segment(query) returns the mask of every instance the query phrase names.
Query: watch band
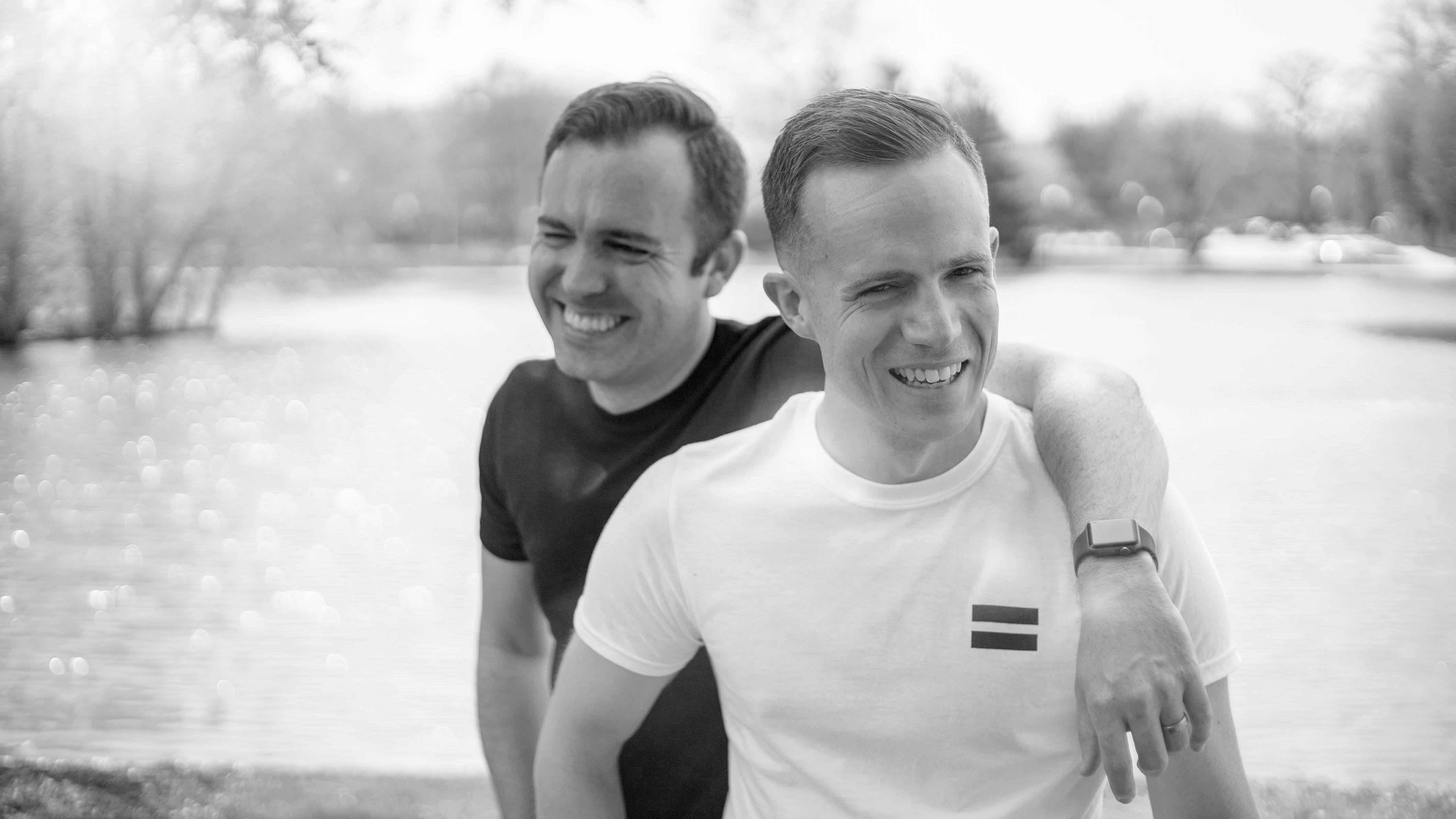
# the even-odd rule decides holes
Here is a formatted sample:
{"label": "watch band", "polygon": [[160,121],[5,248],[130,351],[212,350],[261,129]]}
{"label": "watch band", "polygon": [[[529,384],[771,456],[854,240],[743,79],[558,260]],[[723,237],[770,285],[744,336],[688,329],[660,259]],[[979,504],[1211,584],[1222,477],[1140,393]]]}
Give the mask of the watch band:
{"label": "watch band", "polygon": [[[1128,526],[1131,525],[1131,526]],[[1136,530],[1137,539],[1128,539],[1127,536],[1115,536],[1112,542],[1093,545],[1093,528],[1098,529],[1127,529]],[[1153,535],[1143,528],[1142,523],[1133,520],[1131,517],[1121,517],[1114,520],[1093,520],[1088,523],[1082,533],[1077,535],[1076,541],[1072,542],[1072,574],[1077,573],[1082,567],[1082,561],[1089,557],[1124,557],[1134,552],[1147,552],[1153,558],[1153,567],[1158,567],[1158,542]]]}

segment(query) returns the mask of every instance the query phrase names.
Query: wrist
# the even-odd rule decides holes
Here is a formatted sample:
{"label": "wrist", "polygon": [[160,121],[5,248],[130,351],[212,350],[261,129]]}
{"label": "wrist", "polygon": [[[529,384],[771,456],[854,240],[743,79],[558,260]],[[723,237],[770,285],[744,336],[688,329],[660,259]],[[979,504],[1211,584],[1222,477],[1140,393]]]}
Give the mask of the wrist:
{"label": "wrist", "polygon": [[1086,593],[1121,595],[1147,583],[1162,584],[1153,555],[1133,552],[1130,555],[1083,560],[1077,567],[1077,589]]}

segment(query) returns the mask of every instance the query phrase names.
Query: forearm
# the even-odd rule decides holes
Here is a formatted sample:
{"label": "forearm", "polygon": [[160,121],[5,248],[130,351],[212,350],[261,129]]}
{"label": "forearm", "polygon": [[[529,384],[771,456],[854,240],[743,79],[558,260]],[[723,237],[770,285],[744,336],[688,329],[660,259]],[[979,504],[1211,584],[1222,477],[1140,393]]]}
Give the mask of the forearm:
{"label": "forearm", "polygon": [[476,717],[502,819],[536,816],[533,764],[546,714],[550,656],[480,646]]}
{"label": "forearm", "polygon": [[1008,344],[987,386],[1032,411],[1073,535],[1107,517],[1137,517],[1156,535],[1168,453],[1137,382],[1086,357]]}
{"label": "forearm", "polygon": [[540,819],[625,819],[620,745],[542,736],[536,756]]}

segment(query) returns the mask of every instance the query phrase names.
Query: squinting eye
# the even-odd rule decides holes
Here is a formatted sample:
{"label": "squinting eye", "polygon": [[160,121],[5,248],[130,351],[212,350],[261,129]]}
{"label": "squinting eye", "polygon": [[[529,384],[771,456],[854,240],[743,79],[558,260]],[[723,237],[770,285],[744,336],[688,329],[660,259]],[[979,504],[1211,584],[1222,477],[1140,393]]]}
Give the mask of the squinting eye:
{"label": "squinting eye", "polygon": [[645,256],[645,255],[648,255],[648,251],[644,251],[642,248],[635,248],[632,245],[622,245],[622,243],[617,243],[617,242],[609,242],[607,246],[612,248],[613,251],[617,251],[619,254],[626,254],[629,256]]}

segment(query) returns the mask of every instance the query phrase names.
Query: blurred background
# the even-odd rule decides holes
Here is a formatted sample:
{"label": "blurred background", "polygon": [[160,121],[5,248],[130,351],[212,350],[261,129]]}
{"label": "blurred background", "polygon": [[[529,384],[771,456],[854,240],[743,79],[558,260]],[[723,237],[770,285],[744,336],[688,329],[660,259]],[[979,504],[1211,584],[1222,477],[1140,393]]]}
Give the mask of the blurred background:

==

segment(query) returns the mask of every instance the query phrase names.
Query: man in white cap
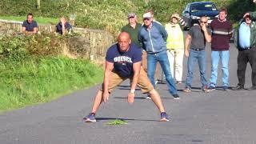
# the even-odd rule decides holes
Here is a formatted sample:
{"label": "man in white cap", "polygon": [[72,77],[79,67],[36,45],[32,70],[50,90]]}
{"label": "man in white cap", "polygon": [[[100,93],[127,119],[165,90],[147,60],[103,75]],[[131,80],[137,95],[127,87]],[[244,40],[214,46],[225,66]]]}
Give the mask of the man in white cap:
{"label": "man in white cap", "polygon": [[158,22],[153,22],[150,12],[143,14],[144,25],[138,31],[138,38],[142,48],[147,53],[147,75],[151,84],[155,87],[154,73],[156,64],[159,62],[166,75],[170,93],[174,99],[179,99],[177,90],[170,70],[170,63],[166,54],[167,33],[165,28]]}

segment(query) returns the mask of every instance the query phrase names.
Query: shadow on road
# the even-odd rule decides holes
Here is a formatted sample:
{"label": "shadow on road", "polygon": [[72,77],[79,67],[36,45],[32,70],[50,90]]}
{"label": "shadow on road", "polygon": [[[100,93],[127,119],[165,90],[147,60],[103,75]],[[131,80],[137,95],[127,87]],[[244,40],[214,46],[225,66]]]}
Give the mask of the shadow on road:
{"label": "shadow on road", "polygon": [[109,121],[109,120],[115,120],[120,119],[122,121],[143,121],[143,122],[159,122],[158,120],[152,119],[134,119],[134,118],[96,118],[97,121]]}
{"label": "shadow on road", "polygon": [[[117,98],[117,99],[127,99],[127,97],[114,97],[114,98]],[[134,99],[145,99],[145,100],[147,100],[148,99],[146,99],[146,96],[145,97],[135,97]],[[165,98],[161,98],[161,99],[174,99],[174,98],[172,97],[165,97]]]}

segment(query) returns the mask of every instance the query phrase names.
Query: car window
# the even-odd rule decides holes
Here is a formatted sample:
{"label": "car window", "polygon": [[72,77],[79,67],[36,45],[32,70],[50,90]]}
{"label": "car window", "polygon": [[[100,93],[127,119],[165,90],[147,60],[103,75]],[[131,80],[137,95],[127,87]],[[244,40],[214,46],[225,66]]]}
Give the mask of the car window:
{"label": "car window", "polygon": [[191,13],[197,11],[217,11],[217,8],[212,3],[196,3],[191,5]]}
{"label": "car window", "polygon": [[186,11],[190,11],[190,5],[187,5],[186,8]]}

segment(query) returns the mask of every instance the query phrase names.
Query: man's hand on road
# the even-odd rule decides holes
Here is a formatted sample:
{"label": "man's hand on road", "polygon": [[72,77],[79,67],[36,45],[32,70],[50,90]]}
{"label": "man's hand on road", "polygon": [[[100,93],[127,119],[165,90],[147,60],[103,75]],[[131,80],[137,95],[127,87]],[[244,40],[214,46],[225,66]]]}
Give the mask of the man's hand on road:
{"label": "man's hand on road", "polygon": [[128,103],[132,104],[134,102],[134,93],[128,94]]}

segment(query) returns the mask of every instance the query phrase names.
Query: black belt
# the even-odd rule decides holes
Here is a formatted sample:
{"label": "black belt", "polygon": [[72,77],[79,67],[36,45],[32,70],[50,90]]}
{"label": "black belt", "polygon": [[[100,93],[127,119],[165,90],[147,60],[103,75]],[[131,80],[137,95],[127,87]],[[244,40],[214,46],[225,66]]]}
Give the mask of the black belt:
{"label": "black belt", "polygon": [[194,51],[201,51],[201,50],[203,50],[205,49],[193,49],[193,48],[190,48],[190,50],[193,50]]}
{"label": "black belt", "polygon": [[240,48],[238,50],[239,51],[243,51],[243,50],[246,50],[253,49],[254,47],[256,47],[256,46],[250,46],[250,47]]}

TASK. Gather every line of the rows above that contains the word "Give".

FINAL ANSWER.
Give the mask of the watch band:
Give the mask of the wrist:
Give the mask of the forearm:
Give the mask of the squinting eye:
Give the mask of the blurred background:
Give the mask of the man in white cap:
Give the mask of the shadow on road:
Give the mask of the car window:
Give the mask of the man's hand on road:
Give the mask of the black belt:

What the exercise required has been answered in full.